== EXERCISES ==
1. List every African American writer named in the passage on Shakespeare's influence below.
2. Print the lines of the data entries word for word, starting at the first line of the data entries and ending at the line that contains "Query: yellow flower in background".

== EXCERPT PROVIDED ==
--- start ---
The impact of Shakespeare on the greatest African American artists in the 20th century, including the members of the Harlem Renaissance, should come as no surprise—his work contains immense drama, torment, tribulation at the highest level. Langston Hughes titled a volume of poems “Shakespeare in Harlem,” and Zora Neale Hurston’s later novels, one critic notes, shows her “refiguring images and problems from Shakespeare’s King Lear and The Taming of the Shrew.”

The central image of Richard Wright’s Native Son, the accidental suffocation of a white woman by a black man, deliberately echoes Othello. In his diary, Wright once observed, “By God, how Shakespeare haunts one! How much of our speech comes from him.. .. One is awed.” In 1959, playwright Lorraine Hansberry (A Raisin in the Sun) discussed how a contemporary dramatist uses “the most obvious instruments of Shakespeare. Which is the human personality and its totality. I’ve always thought this is profoundly significant for Negro writers. … Man, as set down in the plays, is large. Enormous. Capable of anything at all. And yet fragile, too, this view of the human spirit; one feels it ought to be respected and protected and loved rather fiercely.”
--- end ---
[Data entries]
--- start ---
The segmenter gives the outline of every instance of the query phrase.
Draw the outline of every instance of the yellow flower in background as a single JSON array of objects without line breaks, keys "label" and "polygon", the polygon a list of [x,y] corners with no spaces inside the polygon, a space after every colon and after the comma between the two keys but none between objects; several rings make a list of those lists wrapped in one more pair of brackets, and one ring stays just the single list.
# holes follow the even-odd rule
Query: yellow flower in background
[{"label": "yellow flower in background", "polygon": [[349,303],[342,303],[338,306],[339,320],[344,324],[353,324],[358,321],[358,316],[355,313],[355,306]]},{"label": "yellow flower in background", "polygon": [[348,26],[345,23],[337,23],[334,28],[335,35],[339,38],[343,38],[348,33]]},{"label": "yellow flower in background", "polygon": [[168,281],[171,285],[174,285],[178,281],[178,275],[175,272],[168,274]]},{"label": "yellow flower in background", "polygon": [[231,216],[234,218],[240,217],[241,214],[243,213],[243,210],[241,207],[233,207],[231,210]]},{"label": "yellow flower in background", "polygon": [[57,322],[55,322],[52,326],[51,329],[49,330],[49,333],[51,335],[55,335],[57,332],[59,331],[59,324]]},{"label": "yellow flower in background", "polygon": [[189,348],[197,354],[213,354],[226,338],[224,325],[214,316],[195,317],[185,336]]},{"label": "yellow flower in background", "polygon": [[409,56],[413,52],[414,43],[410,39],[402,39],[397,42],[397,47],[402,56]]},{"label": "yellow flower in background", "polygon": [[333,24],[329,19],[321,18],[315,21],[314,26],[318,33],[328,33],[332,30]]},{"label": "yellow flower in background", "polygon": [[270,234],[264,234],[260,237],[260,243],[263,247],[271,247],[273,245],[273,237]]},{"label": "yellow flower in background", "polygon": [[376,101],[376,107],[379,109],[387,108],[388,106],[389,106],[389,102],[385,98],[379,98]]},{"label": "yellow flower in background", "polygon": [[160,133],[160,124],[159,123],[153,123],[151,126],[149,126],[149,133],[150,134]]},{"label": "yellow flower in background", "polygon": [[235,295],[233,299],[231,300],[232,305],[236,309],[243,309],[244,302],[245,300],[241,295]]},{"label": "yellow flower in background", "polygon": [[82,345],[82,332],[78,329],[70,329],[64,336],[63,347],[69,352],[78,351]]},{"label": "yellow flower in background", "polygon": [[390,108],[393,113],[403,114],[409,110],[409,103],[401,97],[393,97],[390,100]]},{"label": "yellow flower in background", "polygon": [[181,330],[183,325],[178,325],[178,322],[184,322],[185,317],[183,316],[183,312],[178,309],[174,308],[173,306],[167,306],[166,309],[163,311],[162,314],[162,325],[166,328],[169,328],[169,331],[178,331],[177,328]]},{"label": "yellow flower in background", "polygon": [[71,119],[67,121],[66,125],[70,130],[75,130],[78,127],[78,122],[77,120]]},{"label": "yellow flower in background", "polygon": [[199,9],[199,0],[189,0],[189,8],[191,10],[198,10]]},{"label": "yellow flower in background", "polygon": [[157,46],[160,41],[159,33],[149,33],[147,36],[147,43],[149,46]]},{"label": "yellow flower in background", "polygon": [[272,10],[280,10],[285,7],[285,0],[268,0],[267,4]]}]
--- end ---
== THE SOLUTIONS ==
1.
Langston Hughes
Zora Neale Hurston
Richard Wright
Lorraine Hansberry

2.
The segmenter gives the outline of every instance of the query phrase.
Draw the outline of every instance of the yellow flower in background as a single JSON array of objects without line breaks, keys "label" and "polygon", the polygon a list of [x,y] corners with no spaces inside the polygon, a space after every colon and after the comma between the two keys but none between objects; several rings make a list of those lists wrapped in one more pair of brackets, and one ring stays just the single list.
# holes follow the even-odd rule
Query: yellow flower in background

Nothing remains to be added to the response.